Start of DATA FOR THIS EXERCISE

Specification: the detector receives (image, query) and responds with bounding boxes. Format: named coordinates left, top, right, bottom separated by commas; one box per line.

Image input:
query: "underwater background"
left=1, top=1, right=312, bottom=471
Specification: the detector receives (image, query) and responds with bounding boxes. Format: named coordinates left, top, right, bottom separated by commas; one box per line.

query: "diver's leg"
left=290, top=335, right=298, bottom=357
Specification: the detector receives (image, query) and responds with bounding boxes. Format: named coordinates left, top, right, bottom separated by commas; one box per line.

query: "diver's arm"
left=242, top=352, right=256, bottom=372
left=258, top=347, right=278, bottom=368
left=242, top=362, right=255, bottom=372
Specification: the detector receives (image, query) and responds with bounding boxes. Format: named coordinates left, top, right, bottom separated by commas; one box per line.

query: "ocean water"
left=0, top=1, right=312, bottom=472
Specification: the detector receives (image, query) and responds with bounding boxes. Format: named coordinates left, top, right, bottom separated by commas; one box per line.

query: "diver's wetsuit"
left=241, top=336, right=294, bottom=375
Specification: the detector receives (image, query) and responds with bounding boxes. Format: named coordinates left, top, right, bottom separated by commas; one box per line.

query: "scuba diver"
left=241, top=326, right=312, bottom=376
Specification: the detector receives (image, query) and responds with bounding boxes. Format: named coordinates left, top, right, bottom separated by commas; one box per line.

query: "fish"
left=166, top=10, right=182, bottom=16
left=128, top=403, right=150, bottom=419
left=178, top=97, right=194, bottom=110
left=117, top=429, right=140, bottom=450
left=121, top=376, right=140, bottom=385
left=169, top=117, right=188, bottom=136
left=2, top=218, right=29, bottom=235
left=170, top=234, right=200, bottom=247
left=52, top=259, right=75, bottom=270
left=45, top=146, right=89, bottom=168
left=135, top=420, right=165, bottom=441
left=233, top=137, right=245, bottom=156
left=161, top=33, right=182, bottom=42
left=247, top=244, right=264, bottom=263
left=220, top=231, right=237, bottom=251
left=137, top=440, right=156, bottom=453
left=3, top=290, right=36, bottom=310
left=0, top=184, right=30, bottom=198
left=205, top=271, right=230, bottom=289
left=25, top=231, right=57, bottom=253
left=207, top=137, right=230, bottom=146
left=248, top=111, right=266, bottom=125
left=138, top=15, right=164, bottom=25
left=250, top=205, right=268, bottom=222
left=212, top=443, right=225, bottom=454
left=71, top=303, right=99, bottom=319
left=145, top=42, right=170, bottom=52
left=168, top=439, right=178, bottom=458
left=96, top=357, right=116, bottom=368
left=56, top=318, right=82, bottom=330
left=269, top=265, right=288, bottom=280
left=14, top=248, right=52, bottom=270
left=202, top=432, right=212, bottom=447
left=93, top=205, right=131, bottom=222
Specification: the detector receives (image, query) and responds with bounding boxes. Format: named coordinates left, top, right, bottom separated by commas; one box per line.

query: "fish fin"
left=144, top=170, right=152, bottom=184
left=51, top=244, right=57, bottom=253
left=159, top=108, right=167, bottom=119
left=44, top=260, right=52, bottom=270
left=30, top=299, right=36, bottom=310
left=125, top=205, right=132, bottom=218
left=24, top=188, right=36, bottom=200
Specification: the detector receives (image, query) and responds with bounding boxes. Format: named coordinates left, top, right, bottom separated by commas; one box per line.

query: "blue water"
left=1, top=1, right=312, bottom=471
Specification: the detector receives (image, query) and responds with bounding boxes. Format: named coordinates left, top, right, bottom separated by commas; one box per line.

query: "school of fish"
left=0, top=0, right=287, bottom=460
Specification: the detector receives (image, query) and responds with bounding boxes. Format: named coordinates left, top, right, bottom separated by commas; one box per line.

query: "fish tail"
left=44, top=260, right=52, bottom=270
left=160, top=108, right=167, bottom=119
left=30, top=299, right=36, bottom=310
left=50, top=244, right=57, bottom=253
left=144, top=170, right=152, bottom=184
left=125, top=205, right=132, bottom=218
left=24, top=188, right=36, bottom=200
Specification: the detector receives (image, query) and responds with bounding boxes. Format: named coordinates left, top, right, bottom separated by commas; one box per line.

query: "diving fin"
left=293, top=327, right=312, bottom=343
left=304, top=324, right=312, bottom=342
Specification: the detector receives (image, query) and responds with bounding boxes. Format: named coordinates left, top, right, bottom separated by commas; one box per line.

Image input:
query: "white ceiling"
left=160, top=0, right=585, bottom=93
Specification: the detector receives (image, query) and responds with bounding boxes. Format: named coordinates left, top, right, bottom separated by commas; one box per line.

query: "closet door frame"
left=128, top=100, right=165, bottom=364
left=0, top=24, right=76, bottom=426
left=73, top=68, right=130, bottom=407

End of DATA FOR THIS EXERCISE

Nothing may be left out: return each entry exactly as it reads.

## RESPONSE TO THE TASK
Specification: the detector receives (image, query) and responds with bounding boxes. Format: named coordinates left, top, right, bottom separated by commas; one box per line.

Image input:
query: "underwater background"
left=1, top=1, right=312, bottom=471
Specification: the detector receives (image, query) and responds with bounding boxes. Format: named coordinates left, top, right, bottom separated by commas; one box per line.

query: "diver's leg"
left=290, top=335, right=298, bottom=357
Specification: the detector receives (image, query) and responds with bounding boxes. Format: named coordinates left, top, right, bottom separated by commas; one box per line.

query: "diver's arm"
left=242, top=352, right=256, bottom=372
left=258, top=347, right=278, bottom=368
left=242, top=362, right=255, bottom=372
Specification: the detector receives (image, query) and responds with bounding boxes. Format: named coordinates left, top, right, bottom separated by commas; one box per line.

query: "ocean water"
left=0, top=1, right=312, bottom=472
Specification: the detector receives (image, query) and responds with bounding boxes. Format: named coordinates left, top, right, bottom separated by commas; one box per line.

query: "diver's wetsuit"
left=241, top=336, right=294, bottom=375
Specification: the detector receives (image, query) and responds with bounding boxes. Format: named coordinates left, top, right, bottom separated by commas; one box per line.

query: "scuba diver"
left=241, top=326, right=312, bottom=376
Specification: the detector receives (image, query) and responds with bounding boxes. Format: named coordinates left, top, right, bottom separated by commas; one box per line.

query: "fish"
left=166, top=10, right=182, bottom=16
left=128, top=403, right=150, bottom=419
left=178, top=97, right=194, bottom=110
left=117, top=429, right=140, bottom=450
left=121, top=376, right=140, bottom=385
left=169, top=117, right=188, bottom=136
left=2, top=218, right=29, bottom=235
left=170, top=234, right=200, bottom=247
left=52, top=259, right=75, bottom=270
left=45, top=146, right=89, bottom=168
left=135, top=420, right=165, bottom=441
left=233, top=137, right=245, bottom=156
left=161, top=33, right=182, bottom=42
left=247, top=244, right=264, bottom=263
left=220, top=231, right=237, bottom=251
left=137, top=440, right=156, bottom=453
left=3, top=290, right=36, bottom=310
left=0, top=184, right=30, bottom=198
left=205, top=271, right=230, bottom=289
left=25, top=231, right=57, bottom=253
left=207, top=137, right=230, bottom=146
left=248, top=111, right=266, bottom=125
left=138, top=15, right=164, bottom=25
left=250, top=205, right=268, bottom=222
left=212, top=443, right=225, bottom=454
left=71, top=303, right=99, bottom=319
left=145, top=42, right=170, bottom=52
left=168, top=439, right=178, bottom=458
left=96, top=357, right=116, bottom=368
left=56, top=318, right=82, bottom=330
left=269, top=265, right=288, bottom=280
left=14, top=248, right=52, bottom=270
left=202, top=432, right=212, bottom=447
left=93, top=205, right=131, bottom=222
Specification: the detector receives (image, query) and responds with bounding boxes. Format: named coordinates left, top, right, bottom separated by commas; one box per line.

query: "fish fin"
left=144, top=170, right=152, bottom=184
left=51, top=244, right=57, bottom=253
left=159, top=108, right=167, bottom=119
left=44, top=260, right=52, bottom=270
left=30, top=299, right=36, bottom=310
left=125, top=205, right=132, bottom=218
left=24, top=188, right=36, bottom=200
Specification: the detector receives (image, query) and responds with bounding boxes. Format: named coordinates left, top, right, bottom separated by commas; one box per line.

query: "blue water"
left=1, top=1, right=312, bottom=471
Specification: the detector receives (image, query) and responds with bounding boxes. Format: named coordinates left, top, right, bottom separated by commas; one box per line.

query: "school of fish"
left=0, top=0, right=287, bottom=460
Specification: the detector receives (image, query) and responds with bounding boxes. Format: named coordinates left, top, right, bottom separated by commas; one box per line.

query: "fish tail"
left=44, top=260, right=52, bottom=270
left=160, top=108, right=167, bottom=119
left=30, top=299, right=36, bottom=310
left=50, top=244, right=57, bottom=253
left=144, top=170, right=152, bottom=184
left=125, top=205, right=132, bottom=218
left=24, top=188, right=36, bottom=200
Specification: the detector receives (image, query) and responds with bounding boxes. Format: named coordinates left, top, right, bottom separated by commas; one box per line.

query: "diving fin"
left=293, top=327, right=312, bottom=343
left=304, top=324, right=312, bottom=342
Specification: the detector receives (image, query) and responds with bounding boxes. Format: named coordinates left, top, right, bottom separated by commas; one box per line.

Image input:
query: "white ceiling"
left=160, top=0, right=585, bottom=93
Specification: the detector receives (image, query) and responds with bounding boxes. Format: named coordinates left, top, right, bottom separated by commas; one box per line.

query: "closet door frame"
left=128, top=100, right=165, bottom=364
left=0, top=24, right=76, bottom=426
left=73, top=68, right=130, bottom=407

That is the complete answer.